_Task instructions_
Output the data below exactly as it is, dropping the pictures from your copy.

_Data to use_

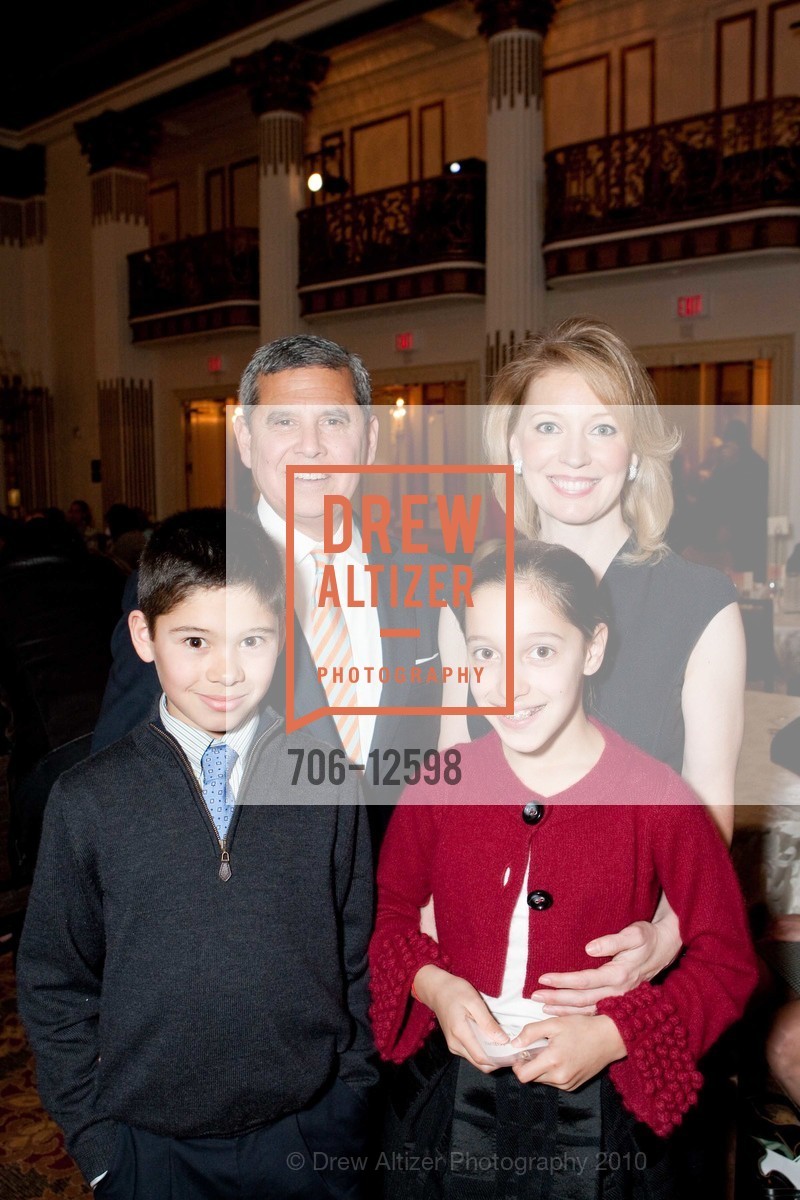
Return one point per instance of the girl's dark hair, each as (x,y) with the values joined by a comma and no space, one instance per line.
(209,549)
(557,575)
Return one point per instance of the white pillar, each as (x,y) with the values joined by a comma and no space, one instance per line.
(119,147)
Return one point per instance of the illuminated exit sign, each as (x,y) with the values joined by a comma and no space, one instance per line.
(692,306)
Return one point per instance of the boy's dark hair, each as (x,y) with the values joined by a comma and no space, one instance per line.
(559,577)
(209,549)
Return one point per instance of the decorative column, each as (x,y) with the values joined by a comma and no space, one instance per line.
(515,269)
(26,463)
(281,81)
(119,147)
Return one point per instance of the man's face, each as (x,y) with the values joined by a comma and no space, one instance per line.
(308,418)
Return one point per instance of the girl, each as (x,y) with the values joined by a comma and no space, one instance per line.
(555,829)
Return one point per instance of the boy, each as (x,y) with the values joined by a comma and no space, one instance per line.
(192,971)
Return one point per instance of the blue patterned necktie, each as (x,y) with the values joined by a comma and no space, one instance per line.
(217,762)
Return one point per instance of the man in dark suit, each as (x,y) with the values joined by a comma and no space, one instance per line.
(305,402)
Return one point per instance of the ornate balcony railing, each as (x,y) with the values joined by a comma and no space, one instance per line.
(727,161)
(440,220)
(215,274)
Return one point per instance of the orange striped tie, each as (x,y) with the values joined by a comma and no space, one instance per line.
(330,647)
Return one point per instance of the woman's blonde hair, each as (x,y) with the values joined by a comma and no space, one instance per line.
(607,365)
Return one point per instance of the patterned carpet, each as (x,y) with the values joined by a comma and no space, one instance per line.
(34,1164)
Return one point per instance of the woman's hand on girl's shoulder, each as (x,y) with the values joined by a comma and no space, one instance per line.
(578,1049)
(457,1005)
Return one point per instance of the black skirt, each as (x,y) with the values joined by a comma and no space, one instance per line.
(456,1134)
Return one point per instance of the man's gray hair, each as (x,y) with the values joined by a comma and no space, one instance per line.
(302,351)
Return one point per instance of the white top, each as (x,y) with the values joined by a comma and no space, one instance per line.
(510,1009)
(364,624)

_Expected output_
Return one point per instance of the girl's dark hair, each as (x,y) with the values joined by a comma and no space, one instance per line.
(209,549)
(557,575)
Return one point per instance of the white pillar, each as (x,y) with the values joined by a comma and no space, one instance per line.
(119,147)
Return one point per instance of the illuminated exit sign, each as (x,y) with the values joined by a comma and no space, one instance per line.
(692,306)
Return one point per instance of the boy's dark hair, each as (x,y) with the values joined by a comma and no space, one instance per line.
(559,577)
(209,549)
Return one point per instance of the decorative column, each as (x,y) with the values joined by a comma and no space, one instance per line.
(515,269)
(26,463)
(281,81)
(119,147)
Return one point per instance of the man's face, each as (x,y) with the values joined by a comma and no space, one instance per line.
(308,418)
Return one point per instance of the girl, each as (x,y) with the values joined by a comma and no space, one instance per line.
(555,829)
Return one point per instance of the boy, each as (x,y) with the values joined by a comma and no space, one instance per line.
(192,971)
Return one point per instance of the blue patterned necktie, each as (x,y) with the values joined by a comma and no space, one instance per line.
(217,762)
Return one point per instance of the man in dark suit, each as (x,y) with the values joined by a comma and no space, one instance per line.
(305,402)
Return one point per instance of the ornate balcony railing, each as (x,y) with the values joined by a comma and no space, one instance per line.
(727,161)
(440,220)
(215,274)
Return one point per instance of the orange striped tie, each as (x,y) with the values joined by a comma and no space, one instance per line.
(330,647)
Return one point per instance of the woman's blonde hair, each as (x,y) with the values joined by a comma and no space, one instance per line.
(607,365)
Return one point per instance of the patterned carpet, each as (x,y) with the values joined by a comma and no space, one instance per line.
(34,1164)
Return one point per instance of the woman's hand on girl's shoulder, each as (x,y) with the values joined by a comma and no space, one instance per line.
(578,1049)
(457,1005)
Return one point per instance of the black skirt, each as (x,y) with the values joined by a comma and no space, one instance per line.
(456,1134)
Return one point per instance of the man's gray hair, each as (x,y) with the values joined by a comma and no space, one instance per line.
(302,351)
Return one point per instance of the white top, each as (x,y) with the values joined by a comma and no space, one instance per line.
(510,1009)
(364,624)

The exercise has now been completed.